■ **Texto de origem**:

* * *

27 novembro 2017

o abraço como forma de abuso


A propósito deste artigo no Expresso (de onde tirei a fotografia), sobre o fundador da Pixar, John Lasseter, ter metido um semestre sabático para repensar o seu comportamento, devido a ter-se começado a falar do seu hábito de abraçar a despropósito e a desprimor depois do segundo ou terceiro copito nas festas da empresa, alguém disse no facebook que já estamos a viver em distopia.

É um comentário curioso, porque em distopia já nós vivemos há séculos. Só que era no outro extremo desta questão - as suas vítimas eram outras, e sofriam em silêncio.

Os comentários nesse post eram muito semelhantes aos que defendem o piropo: que exagero / então agora já não se pode elogiar? / quem se sentir assediado que se defenda / daqui a nada proíbem tudo.

O meu contributo para esse debate:

Começo por um detalhe que me incomoda muito, e surgiu nesse conjunto de comentários: a sugestão de que as mulheres se devem defender do assédio com violência físi
ca. Reclamo para mim o direito a andar no espaço público sem ter de me defender com estaladas ou pontapés nos tomates. O caminho é em direcção a uma sociedade civilizada, e não ao far west.

E há uma questão de fundo que muitos dos comentadores parecia estarem a esquecer: a situação que temos tido até agora é degradante e indigna. Os abusadores agem com um sentimento de segurança que advém do silêncio da vítima. Este silêncio das vítimas torna-as inexistentes, permite à sociedade viver na ilusão de que tudo está bem, e leva muitos a reagir automaticamente a favor dos assediadores, porque nem se dão conta do que estes têm andado a fazer.
Quanto à defesa do abraço propriamente dito: convém não confundir as coisas. Há muitos tipos de abraço - o único permitido (e desejável) é aquele que não vai além do que a relação entre as pessoas justifica. (Desculpem estar aqui a dizer lapalissadas.)


Pergunto a quem está tão preocupado com a, digamos assim, “criminalização do abraço”: sendo certo que a fronteira entre um e outro é pouco nítida, entre ter um abraço a menos e ter um apalpão a mais, o que preferem? Preferem que uma pessoa só abrace se tiver a certeza de que esse contacto é bem-vindo, ou que, por sistema, seja a pessoa abraçada quem tem de gastar tempo e nervos a pensar se aquele abraço desagradável terá sido "normal" ou abuso, e como é que devia ter reagido?

* * *

■ **Registos**:

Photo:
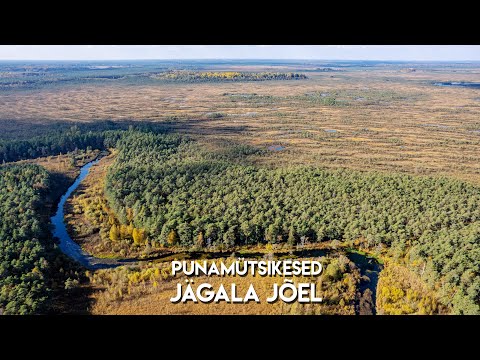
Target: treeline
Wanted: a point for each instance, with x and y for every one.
(194, 76)
(98, 135)
(24, 240)
(182, 197)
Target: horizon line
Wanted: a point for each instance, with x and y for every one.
(238, 59)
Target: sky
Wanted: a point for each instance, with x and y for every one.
(310, 52)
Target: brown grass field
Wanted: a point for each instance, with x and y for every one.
(394, 120)
(383, 119)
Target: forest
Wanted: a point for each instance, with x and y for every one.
(194, 76)
(32, 270)
(210, 160)
(181, 195)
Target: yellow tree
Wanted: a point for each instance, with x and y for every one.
(200, 242)
(114, 233)
(172, 237)
(138, 236)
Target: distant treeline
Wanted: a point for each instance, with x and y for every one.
(194, 76)
(62, 139)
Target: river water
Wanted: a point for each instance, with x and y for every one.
(59, 230)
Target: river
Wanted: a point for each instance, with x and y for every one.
(67, 245)
(368, 266)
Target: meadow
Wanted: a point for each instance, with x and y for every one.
(358, 122)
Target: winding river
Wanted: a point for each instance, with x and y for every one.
(368, 266)
(67, 245)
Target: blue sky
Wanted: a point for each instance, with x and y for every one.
(321, 52)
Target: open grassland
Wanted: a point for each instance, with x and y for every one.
(379, 118)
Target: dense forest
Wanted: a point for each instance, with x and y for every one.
(62, 139)
(24, 239)
(182, 195)
(194, 76)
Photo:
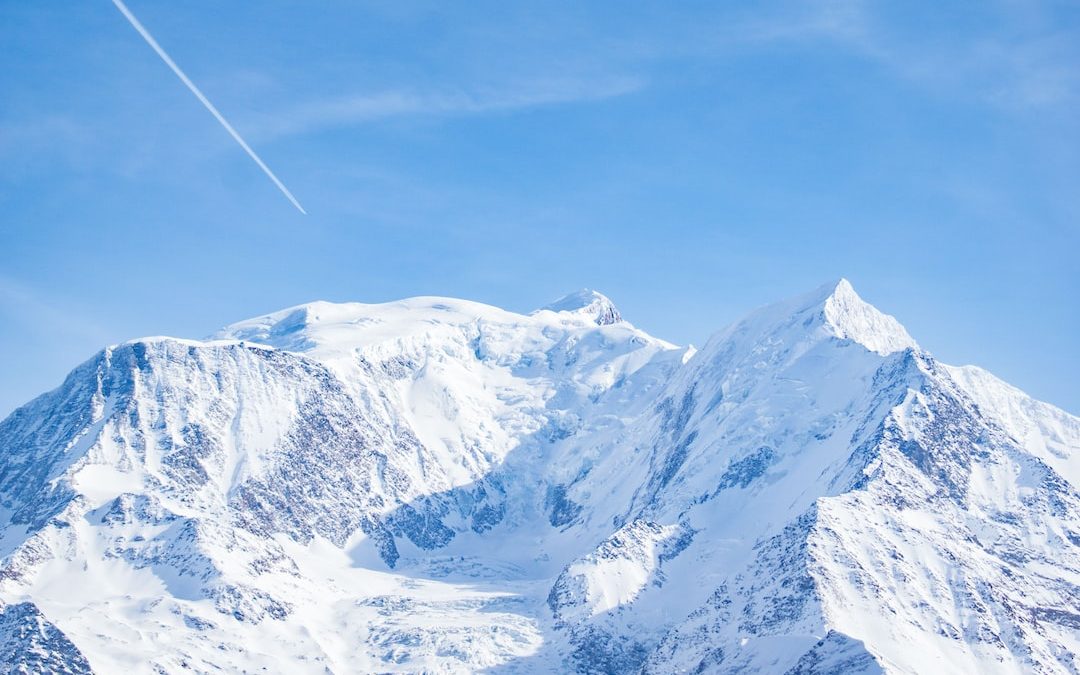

* * *

■ **Tarefas a realizar**:
• a. Reproduza o trecho do texto de origem desde "Quanto à defesa" até "devia ter reagido?", inclusive.
• b. Responda com base no texto de origem:
(i) Qual é a relação de John Lasseter com a Pixar?
(ii) Que período de afastamento tirou John Lasseter para repensar o seu comportamento?
(iii) De onde advém o sentimento de segurança com que os abusadores agem?
Os registos provêm de uma fonte distinta da do texto de origem.

■ **Conjunto de respostas**:
• a.
Quanto à defesa do abraço propriamente dito: convém não confundir as coisas. Há muitos tipos de abraço - o único permitido (e desejável) é aquele que não vai além do que a relação entre as pessoas justifica. (Desculpem estar aqui a dizer lapalissadas.)


Pergunto a quem está tão preocupado com a, digamos assim, “criminalização do abraço”: sendo certo que a fronteira entre um e outro é pouco nítida, entre ter um abraço a menos e ter um apalpão a mais, o que preferem? Preferem que uma pessoa só abrace se tiver a certeza de que esse contacto é bem-vindo, ou que, por sistema, seja a pessoa abraçada quem tem de gastar tempo e nervos a pensar se aquele abraço desagradável terá sido "normal" ou abuso, e como é que devia ter reagido?

• b.
(i) É o fundador da Pixar.
(ii) Um semestre sabático.
(iii) Do silêncio da vítima.